— WHAT IS NEEDED —
Which of the lines in the data mention the string "with"? List them all.
#### DATASET CONTENT ####
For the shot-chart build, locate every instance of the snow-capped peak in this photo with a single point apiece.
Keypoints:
####
#### DATASET CONTENT ####
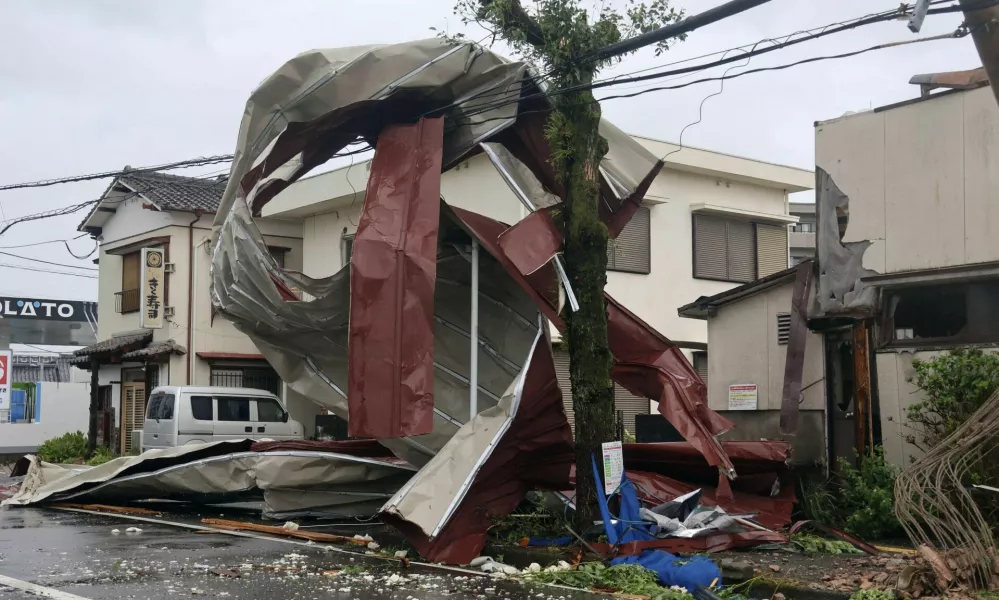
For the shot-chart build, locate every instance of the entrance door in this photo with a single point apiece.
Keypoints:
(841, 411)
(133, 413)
####
— RESPONSE TO THIS TASK —
For the shot-chart build, locate every instance of the snow-capped peak in this photo with a single point apiece.
For the shot-chart build, locate every instance of the entrance door in this photo with a single point apiece.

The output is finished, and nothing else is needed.